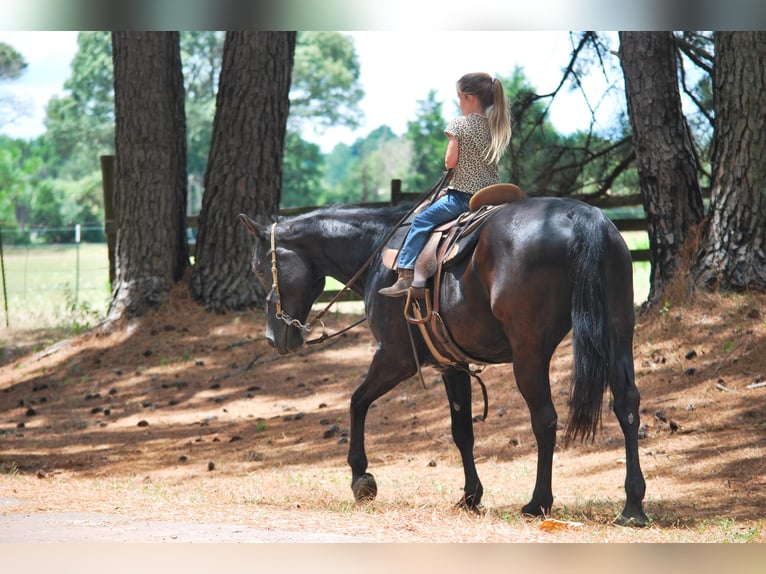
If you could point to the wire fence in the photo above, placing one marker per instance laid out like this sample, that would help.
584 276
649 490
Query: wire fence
54 276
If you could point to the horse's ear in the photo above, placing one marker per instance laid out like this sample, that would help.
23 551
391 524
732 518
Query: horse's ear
258 231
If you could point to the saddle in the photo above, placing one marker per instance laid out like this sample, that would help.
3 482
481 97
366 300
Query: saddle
451 241
448 244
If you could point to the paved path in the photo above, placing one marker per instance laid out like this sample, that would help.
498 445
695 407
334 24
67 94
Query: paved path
91 527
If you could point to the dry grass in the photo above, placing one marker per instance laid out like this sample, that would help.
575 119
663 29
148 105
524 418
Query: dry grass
211 391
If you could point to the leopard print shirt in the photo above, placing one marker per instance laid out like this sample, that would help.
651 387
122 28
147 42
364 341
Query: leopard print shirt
472 172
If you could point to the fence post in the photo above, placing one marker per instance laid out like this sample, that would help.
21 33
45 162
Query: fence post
110 223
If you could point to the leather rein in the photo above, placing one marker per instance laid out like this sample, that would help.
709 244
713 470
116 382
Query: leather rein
307 327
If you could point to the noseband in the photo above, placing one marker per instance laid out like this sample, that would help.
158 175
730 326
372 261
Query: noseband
280 314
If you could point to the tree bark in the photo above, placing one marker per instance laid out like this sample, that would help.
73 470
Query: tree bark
665 156
732 255
150 174
244 171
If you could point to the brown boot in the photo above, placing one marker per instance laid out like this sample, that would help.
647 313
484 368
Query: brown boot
403 283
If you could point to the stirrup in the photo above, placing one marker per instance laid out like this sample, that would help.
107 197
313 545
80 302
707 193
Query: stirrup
416 317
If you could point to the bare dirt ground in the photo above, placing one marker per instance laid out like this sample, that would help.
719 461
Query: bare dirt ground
186 426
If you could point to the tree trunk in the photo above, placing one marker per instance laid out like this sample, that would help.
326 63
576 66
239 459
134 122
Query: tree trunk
665 157
732 255
150 174
244 171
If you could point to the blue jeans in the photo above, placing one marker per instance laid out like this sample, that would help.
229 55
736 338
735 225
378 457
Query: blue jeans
442 210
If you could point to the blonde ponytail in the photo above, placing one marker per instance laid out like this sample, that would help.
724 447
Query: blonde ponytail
491 93
499 117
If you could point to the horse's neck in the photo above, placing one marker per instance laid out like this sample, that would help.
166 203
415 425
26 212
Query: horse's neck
345 251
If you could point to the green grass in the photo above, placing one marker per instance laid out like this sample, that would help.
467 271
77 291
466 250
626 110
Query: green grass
47 287
641 269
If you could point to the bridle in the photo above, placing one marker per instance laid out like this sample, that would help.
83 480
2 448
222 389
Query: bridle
292 322
306 328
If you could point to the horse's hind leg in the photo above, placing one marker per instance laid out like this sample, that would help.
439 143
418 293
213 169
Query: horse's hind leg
458 387
531 372
384 374
626 402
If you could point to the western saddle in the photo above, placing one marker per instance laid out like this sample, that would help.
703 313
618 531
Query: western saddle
448 244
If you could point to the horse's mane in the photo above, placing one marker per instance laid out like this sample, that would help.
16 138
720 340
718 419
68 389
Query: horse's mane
377 221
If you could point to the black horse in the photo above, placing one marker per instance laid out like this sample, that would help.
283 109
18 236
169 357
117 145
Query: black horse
541 267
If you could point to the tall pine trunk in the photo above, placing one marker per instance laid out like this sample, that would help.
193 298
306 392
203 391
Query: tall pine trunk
732 255
665 156
244 170
150 173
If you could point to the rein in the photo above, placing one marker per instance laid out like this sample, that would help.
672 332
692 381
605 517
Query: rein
306 328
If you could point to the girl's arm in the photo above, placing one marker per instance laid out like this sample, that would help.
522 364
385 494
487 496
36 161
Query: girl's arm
450 159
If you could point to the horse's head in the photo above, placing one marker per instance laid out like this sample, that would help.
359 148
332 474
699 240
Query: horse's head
286 273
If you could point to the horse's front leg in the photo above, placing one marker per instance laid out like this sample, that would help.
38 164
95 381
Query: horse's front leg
458 387
384 374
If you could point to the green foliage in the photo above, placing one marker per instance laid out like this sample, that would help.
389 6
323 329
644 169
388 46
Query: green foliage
429 144
12 64
80 124
325 87
369 166
302 173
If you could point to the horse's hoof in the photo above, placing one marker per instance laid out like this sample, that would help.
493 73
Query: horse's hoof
535 510
470 504
364 488
632 521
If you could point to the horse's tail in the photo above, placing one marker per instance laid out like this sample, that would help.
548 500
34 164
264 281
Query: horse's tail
590 331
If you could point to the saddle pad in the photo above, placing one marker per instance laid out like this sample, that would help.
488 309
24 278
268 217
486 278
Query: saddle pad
495 195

● Goal
Please copy the data again, requests included, starting with the line containing "If you could point to the saddle pad" and going on through the end of the data. Raise every point coordinate in the answers by 53, and leave all other numbers unchanged.

● Solved problem
If you could point to the saddle pad in the photo above, placing one marker per instance laid out like this sample, that would help.
488 309
24 278
268 217
486 278
Query: saddle pad
548 248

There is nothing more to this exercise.